# [WHAT NEEDS TO BE DONE]
In the records below, rewrite the lines from the line with "Thank you for the photograph above. Please mark the dangling" through the end of the records, adding 126 to each coordinate in the answers and leaving all other lines and numbers unchanged.

# [Rows from a pointing dataset]
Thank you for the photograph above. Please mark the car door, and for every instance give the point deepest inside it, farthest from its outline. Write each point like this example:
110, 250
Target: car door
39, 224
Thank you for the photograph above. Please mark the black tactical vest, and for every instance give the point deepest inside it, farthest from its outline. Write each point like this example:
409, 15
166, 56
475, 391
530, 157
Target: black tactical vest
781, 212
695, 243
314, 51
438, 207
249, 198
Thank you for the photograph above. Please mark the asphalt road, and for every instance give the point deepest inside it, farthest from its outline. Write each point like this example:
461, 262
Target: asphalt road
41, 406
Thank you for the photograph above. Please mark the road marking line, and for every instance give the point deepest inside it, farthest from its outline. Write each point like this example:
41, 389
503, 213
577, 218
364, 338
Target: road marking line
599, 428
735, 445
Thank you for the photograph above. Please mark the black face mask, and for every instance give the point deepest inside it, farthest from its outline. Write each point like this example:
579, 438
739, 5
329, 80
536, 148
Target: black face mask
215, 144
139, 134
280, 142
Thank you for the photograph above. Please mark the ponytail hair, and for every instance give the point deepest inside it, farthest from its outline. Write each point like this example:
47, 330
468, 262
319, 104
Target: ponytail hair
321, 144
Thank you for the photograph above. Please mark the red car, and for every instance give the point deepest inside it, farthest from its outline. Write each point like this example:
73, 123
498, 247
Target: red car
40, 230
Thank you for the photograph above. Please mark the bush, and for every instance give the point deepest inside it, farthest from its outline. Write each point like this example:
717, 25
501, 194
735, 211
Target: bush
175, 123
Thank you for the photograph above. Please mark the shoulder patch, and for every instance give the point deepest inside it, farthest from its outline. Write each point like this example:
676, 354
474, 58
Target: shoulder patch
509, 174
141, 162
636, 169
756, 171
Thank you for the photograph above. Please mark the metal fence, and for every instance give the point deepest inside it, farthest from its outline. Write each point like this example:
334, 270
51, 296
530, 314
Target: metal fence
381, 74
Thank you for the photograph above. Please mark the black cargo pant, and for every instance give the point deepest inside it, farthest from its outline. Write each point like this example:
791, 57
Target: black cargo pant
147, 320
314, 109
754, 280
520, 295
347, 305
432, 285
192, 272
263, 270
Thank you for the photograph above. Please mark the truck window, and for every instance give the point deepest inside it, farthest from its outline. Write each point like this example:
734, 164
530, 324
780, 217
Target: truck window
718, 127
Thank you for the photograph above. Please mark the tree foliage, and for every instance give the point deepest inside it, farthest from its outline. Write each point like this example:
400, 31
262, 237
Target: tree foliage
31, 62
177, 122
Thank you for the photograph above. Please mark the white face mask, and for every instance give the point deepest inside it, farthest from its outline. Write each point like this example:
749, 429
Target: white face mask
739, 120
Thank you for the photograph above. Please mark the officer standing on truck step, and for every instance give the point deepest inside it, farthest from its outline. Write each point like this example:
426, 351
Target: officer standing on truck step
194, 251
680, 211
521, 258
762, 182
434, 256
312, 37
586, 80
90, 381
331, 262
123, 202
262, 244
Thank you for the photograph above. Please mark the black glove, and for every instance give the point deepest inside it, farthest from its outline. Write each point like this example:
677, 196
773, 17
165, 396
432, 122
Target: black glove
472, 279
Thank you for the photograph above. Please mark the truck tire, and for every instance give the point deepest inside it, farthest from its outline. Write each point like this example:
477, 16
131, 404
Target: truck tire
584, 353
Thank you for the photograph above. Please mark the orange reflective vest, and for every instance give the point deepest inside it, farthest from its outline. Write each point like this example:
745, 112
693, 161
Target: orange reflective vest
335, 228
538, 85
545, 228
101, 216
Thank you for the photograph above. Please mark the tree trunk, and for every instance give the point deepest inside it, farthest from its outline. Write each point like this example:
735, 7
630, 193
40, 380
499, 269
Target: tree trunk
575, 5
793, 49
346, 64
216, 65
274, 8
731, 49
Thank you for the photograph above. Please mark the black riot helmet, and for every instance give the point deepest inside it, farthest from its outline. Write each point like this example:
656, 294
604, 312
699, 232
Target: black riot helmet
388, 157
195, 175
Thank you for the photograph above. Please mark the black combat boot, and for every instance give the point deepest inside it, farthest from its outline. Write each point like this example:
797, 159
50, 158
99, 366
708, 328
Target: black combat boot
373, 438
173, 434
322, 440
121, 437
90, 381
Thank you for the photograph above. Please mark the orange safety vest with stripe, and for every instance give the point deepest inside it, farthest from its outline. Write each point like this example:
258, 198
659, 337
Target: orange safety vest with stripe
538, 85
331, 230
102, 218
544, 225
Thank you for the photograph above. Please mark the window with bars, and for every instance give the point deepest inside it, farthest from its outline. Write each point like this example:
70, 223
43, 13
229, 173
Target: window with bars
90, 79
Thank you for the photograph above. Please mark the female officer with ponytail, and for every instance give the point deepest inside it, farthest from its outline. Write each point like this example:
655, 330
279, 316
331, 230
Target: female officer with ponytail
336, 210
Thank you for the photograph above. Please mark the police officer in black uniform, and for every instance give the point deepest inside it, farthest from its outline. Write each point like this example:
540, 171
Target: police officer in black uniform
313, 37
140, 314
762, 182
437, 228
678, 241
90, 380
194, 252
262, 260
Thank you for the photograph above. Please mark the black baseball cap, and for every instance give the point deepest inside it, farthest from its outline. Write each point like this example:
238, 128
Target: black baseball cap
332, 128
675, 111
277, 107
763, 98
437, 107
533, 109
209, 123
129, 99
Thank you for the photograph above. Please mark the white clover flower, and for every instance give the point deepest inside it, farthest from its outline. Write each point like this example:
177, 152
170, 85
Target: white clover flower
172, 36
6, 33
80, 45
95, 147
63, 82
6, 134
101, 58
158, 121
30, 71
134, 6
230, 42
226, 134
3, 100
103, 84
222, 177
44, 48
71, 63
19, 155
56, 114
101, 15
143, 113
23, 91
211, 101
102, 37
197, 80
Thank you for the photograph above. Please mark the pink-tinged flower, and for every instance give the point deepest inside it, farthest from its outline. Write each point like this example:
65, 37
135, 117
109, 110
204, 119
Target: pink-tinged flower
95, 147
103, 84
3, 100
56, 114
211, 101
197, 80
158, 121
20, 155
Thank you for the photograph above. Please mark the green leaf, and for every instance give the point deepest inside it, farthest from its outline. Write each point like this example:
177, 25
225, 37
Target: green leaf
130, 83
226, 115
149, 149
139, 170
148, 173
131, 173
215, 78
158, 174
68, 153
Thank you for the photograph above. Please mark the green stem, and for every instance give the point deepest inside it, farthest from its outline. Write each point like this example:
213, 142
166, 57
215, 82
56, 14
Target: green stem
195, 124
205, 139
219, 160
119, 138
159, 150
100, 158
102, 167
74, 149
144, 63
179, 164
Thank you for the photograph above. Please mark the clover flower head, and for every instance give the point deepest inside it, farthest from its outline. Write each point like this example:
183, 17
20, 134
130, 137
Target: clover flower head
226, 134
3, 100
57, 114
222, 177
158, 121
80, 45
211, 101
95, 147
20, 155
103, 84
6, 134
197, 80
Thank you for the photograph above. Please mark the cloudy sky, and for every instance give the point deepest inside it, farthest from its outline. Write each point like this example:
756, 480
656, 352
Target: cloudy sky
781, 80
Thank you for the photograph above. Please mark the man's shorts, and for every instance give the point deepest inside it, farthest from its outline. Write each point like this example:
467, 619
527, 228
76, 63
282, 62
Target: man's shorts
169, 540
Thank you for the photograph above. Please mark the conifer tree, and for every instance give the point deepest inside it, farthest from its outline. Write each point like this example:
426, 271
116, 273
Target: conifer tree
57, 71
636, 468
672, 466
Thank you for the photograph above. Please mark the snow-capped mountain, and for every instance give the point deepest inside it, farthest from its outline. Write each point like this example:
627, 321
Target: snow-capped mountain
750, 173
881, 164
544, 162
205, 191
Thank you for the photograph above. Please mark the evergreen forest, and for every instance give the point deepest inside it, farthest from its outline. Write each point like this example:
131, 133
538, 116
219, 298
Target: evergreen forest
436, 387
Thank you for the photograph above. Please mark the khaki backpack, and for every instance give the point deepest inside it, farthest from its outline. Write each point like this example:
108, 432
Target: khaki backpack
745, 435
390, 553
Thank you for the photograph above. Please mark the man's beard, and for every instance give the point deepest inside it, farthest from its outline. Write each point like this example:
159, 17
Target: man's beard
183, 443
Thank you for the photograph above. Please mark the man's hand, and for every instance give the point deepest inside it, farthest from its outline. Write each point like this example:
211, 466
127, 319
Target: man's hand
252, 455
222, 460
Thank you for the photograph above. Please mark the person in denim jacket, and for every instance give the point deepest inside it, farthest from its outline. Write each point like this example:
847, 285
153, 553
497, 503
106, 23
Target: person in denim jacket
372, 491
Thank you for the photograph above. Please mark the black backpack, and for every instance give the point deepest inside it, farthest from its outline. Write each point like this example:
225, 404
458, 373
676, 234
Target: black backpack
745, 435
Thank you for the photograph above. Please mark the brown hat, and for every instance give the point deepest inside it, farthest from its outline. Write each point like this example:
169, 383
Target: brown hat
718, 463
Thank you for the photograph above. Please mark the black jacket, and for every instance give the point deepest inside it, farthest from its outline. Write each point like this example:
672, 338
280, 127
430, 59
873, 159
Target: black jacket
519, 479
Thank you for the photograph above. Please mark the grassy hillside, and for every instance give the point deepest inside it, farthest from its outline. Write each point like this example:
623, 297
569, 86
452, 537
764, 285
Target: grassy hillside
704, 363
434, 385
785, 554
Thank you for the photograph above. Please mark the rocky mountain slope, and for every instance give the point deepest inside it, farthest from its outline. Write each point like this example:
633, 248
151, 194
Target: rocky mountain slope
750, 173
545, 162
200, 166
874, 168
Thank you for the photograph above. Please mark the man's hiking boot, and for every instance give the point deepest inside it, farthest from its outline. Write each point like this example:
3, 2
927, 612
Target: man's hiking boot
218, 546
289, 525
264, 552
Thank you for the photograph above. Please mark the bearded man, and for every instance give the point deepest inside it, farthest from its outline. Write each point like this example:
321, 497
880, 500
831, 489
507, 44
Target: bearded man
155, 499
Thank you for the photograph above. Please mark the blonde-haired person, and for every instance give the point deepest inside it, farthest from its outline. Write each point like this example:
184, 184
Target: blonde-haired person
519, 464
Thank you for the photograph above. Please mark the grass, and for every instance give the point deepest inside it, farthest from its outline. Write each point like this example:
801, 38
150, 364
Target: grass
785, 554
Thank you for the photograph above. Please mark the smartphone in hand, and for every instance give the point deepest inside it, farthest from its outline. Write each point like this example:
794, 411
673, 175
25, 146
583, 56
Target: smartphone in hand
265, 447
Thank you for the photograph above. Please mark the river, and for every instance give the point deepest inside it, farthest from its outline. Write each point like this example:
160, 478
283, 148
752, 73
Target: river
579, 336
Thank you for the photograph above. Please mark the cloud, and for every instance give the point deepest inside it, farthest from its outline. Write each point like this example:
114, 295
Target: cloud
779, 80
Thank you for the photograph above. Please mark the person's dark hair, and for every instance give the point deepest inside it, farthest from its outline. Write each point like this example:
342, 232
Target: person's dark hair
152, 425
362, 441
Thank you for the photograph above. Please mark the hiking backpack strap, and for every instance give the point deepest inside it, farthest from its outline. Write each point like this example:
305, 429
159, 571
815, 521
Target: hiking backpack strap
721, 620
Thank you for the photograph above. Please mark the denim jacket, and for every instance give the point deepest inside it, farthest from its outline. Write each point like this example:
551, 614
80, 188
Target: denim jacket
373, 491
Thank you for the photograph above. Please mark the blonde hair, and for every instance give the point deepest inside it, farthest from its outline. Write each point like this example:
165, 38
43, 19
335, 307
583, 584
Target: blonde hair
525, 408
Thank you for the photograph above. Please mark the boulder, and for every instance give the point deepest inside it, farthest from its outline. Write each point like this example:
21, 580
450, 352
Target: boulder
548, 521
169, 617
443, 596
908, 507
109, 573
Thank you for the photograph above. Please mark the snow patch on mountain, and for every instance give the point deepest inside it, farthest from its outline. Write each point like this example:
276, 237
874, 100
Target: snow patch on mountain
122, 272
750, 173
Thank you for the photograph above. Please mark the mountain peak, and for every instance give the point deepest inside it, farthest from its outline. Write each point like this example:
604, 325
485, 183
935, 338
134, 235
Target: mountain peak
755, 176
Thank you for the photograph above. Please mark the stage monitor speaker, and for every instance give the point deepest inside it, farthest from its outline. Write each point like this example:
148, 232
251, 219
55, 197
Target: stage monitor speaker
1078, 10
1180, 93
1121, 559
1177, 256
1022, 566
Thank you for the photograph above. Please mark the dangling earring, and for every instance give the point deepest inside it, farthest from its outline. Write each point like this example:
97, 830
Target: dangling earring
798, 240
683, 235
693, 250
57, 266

# [ANSWER TO THIS TASK]
Thank you for the photograph above. Please mark the dangling earring, and for every instance give the point deepest inside it, farthest from its outline. Write each point like this example:
97, 830
Target: dangling earring
924, 366
809, 361
819, 376
183, 392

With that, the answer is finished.